[Exercise task]
The listing beneath should be written out in full, exactly as shown.

[Task data]

########################################

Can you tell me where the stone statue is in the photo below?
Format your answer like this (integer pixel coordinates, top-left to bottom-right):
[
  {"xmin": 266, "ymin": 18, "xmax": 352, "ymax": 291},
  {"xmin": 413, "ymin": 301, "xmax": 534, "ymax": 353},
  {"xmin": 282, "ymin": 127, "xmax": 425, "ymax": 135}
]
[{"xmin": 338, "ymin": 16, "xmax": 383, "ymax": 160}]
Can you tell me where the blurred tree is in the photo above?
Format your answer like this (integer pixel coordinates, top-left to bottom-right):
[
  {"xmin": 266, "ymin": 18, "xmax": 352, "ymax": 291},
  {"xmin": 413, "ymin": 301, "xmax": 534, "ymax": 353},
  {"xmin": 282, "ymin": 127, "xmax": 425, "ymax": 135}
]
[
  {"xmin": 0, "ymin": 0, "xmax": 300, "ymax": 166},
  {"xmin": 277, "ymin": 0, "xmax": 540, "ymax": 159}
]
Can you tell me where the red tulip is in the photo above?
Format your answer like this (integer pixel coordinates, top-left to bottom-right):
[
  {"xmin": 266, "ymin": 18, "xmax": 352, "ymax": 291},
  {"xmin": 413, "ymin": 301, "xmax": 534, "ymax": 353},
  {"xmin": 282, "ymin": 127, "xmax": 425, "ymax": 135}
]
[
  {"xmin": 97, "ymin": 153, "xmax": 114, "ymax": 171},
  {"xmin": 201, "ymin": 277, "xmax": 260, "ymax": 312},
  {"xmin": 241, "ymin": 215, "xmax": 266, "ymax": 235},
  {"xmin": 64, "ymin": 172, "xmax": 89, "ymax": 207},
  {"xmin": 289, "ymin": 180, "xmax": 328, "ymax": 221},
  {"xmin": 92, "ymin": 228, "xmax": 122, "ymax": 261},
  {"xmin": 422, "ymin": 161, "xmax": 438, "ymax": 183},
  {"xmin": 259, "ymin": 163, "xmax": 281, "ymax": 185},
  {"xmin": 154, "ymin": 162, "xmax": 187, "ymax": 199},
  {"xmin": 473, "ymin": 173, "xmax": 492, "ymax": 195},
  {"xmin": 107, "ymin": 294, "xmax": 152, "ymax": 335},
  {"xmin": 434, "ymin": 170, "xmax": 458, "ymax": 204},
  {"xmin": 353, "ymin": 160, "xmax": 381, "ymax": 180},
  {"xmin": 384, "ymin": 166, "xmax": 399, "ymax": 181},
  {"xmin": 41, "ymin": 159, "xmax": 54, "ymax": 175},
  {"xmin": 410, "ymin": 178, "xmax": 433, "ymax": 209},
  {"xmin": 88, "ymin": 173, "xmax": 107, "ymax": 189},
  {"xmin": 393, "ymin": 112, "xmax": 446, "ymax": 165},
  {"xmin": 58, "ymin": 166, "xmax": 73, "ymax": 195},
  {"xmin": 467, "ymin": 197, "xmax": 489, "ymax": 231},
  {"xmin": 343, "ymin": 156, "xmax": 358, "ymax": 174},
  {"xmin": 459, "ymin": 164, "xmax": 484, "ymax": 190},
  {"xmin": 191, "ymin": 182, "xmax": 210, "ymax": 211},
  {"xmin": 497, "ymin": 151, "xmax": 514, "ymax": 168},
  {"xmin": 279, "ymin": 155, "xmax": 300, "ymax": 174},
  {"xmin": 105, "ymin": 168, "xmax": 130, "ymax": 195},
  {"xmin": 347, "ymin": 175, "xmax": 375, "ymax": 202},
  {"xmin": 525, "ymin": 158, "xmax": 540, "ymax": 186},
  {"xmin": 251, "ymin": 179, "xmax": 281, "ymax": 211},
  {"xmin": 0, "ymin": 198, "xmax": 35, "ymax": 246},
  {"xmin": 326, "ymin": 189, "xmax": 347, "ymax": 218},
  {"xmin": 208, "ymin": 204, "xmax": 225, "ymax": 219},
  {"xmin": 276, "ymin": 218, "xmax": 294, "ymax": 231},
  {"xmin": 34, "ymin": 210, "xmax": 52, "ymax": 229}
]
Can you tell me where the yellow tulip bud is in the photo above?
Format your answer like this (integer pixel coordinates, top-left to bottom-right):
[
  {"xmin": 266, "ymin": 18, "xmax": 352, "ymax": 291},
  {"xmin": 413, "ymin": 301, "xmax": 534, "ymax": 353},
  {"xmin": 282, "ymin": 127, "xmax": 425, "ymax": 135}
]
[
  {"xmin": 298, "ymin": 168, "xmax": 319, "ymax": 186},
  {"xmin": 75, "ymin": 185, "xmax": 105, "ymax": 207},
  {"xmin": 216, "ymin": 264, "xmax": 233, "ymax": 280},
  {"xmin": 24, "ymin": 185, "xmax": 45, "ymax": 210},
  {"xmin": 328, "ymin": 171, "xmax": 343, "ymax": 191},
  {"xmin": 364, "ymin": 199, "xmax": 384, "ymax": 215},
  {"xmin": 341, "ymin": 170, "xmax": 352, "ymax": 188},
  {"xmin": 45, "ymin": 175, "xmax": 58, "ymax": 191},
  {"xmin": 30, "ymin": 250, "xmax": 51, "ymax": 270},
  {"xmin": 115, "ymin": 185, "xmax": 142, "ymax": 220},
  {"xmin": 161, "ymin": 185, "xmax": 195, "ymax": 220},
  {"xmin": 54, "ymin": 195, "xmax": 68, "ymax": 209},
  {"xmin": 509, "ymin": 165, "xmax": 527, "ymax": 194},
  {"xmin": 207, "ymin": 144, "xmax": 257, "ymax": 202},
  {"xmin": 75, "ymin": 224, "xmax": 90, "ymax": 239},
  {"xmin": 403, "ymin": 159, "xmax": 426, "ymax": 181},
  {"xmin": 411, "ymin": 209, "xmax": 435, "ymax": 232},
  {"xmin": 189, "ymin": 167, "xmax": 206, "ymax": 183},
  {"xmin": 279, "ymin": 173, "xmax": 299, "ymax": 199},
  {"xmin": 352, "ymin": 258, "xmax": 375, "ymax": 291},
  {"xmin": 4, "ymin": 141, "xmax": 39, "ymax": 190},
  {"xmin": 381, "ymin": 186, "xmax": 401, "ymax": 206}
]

########################################

[Output of the exercise]
Can you tell me where the stone statue is in the photo below?
Format your answer like this (integer pixel coordinates, top-left to bottom-right):
[
  {"xmin": 266, "ymin": 18, "xmax": 352, "ymax": 291},
  {"xmin": 413, "ymin": 301, "xmax": 534, "ymax": 353},
  {"xmin": 282, "ymin": 127, "xmax": 425, "ymax": 135}
]
[{"xmin": 338, "ymin": 16, "xmax": 383, "ymax": 160}]
Can you tell me where the blurred tree is in the photo above?
Format your answer like this (integer pixel coordinates, top-left to bottom-right):
[
  {"xmin": 266, "ymin": 18, "xmax": 352, "ymax": 291},
  {"xmin": 413, "ymin": 301, "xmax": 534, "ymax": 353},
  {"xmin": 282, "ymin": 127, "xmax": 425, "ymax": 135}
]
[
  {"xmin": 0, "ymin": 0, "xmax": 300, "ymax": 166},
  {"xmin": 277, "ymin": 0, "xmax": 540, "ymax": 159}
]
Can you tell me where the red tulip is in the photo above?
Format your answer like this (integer pixel coordinates, top-left to bottom-right):
[
  {"xmin": 266, "ymin": 18, "xmax": 352, "ymax": 291},
  {"xmin": 413, "ymin": 301, "xmax": 534, "ymax": 353},
  {"xmin": 282, "ymin": 127, "xmax": 425, "ymax": 135}
]
[
  {"xmin": 97, "ymin": 153, "xmax": 114, "ymax": 171},
  {"xmin": 201, "ymin": 277, "xmax": 260, "ymax": 312},
  {"xmin": 241, "ymin": 215, "xmax": 266, "ymax": 235},
  {"xmin": 64, "ymin": 172, "xmax": 89, "ymax": 207},
  {"xmin": 289, "ymin": 180, "xmax": 328, "ymax": 221},
  {"xmin": 92, "ymin": 228, "xmax": 122, "ymax": 261},
  {"xmin": 422, "ymin": 161, "xmax": 438, "ymax": 183},
  {"xmin": 259, "ymin": 163, "xmax": 281, "ymax": 185},
  {"xmin": 154, "ymin": 162, "xmax": 187, "ymax": 199},
  {"xmin": 473, "ymin": 173, "xmax": 492, "ymax": 195},
  {"xmin": 107, "ymin": 294, "xmax": 152, "ymax": 335},
  {"xmin": 434, "ymin": 170, "xmax": 458, "ymax": 204},
  {"xmin": 353, "ymin": 160, "xmax": 381, "ymax": 180},
  {"xmin": 384, "ymin": 166, "xmax": 399, "ymax": 181},
  {"xmin": 41, "ymin": 159, "xmax": 54, "ymax": 175},
  {"xmin": 410, "ymin": 178, "xmax": 433, "ymax": 209},
  {"xmin": 88, "ymin": 173, "xmax": 107, "ymax": 189},
  {"xmin": 393, "ymin": 112, "xmax": 446, "ymax": 165},
  {"xmin": 58, "ymin": 166, "xmax": 73, "ymax": 195},
  {"xmin": 467, "ymin": 197, "xmax": 489, "ymax": 231},
  {"xmin": 343, "ymin": 156, "xmax": 358, "ymax": 174},
  {"xmin": 459, "ymin": 164, "xmax": 484, "ymax": 190},
  {"xmin": 191, "ymin": 182, "xmax": 210, "ymax": 211},
  {"xmin": 497, "ymin": 151, "xmax": 514, "ymax": 168},
  {"xmin": 279, "ymin": 155, "xmax": 300, "ymax": 174},
  {"xmin": 105, "ymin": 168, "xmax": 130, "ymax": 195},
  {"xmin": 347, "ymin": 175, "xmax": 375, "ymax": 202},
  {"xmin": 525, "ymin": 158, "xmax": 540, "ymax": 186},
  {"xmin": 251, "ymin": 179, "xmax": 281, "ymax": 211},
  {"xmin": 0, "ymin": 198, "xmax": 35, "ymax": 246},
  {"xmin": 326, "ymin": 189, "xmax": 347, "ymax": 218},
  {"xmin": 208, "ymin": 204, "xmax": 225, "ymax": 219},
  {"xmin": 276, "ymin": 218, "xmax": 294, "ymax": 231},
  {"xmin": 34, "ymin": 210, "xmax": 52, "ymax": 229}
]
Can you tell me where the yellow tulip bud is in the photo above?
Format your answer like this (integer pixel coordinates, top-left to bottom-right):
[
  {"xmin": 266, "ymin": 18, "xmax": 352, "ymax": 291},
  {"xmin": 413, "ymin": 301, "xmax": 534, "ymax": 353},
  {"xmin": 282, "ymin": 127, "xmax": 425, "ymax": 135}
]
[
  {"xmin": 298, "ymin": 168, "xmax": 319, "ymax": 186},
  {"xmin": 75, "ymin": 185, "xmax": 105, "ymax": 207},
  {"xmin": 216, "ymin": 264, "xmax": 233, "ymax": 280},
  {"xmin": 24, "ymin": 185, "xmax": 45, "ymax": 210},
  {"xmin": 328, "ymin": 171, "xmax": 343, "ymax": 191},
  {"xmin": 364, "ymin": 199, "xmax": 384, "ymax": 215},
  {"xmin": 341, "ymin": 170, "xmax": 352, "ymax": 188},
  {"xmin": 45, "ymin": 175, "xmax": 58, "ymax": 191},
  {"xmin": 30, "ymin": 250, "xmax": 51, "ymax": 270},
  {"xmin": 115, "ymin": 185, "xmax": 142, "ymax": 220},
  {"xmin": 161, "ymin": 185, "xmax": 195, "ymax": 220},
  {"xmin": 54, "ymin": 195, "xmax": 68, "ymax": 209},
  {"xmin": 509, "ymin": 165, "xmax": 527, "ymax": 194},
  {"xmin": 207, "ymin": 144, "xmax": 257, "ymax": 202},
  {"xmin": 75, "ymin": 224, "xmax": 90, "ymax": 239},
  {"xmin": 403, "ymin": 159, "xmax": 426, "ymax": 181},
  {"xmin": 411, "ymin": 209, "xmax": 435, "ymax": 232},
  {"xmin": 189, "ymin": 167, "xmax": 206, "ymax": 183},
  {"xmin": 279, "ymin": 173, "xmax": 299, "ymax": 199},
  {"xmin": 352, "ymin": 258, "xmax": 375, "ymax": 291},
  {"xmin": 4, "ymin": 141, "xmax": 39, "ymax": 190},
  {"xmin": 381, "ymin": 186, "xmax": 401, "ymax": 206}
]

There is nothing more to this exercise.